Please count how many lines of the listing below contain the string "occupying", matching case exactly, and reply with the number alone.

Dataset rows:

[Start]

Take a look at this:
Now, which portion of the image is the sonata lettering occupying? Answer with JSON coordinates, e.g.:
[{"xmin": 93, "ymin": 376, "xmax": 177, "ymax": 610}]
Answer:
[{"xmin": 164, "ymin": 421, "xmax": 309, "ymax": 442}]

[End]
[Start]

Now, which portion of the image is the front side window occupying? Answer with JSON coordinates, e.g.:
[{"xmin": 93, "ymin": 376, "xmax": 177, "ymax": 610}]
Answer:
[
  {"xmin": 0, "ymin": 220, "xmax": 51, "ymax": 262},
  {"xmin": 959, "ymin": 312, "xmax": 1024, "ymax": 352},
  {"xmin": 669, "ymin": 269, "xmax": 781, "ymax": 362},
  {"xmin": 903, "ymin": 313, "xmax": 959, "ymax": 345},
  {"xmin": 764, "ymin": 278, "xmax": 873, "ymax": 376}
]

[End]
[Start]

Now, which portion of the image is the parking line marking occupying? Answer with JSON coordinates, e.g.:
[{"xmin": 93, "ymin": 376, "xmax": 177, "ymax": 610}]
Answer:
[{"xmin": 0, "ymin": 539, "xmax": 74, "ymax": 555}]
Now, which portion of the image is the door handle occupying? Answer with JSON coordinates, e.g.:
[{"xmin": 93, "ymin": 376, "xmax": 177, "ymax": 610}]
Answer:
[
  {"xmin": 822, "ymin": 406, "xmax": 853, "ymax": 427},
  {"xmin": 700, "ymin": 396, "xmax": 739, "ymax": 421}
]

[End]

### FULL RESPONSE
4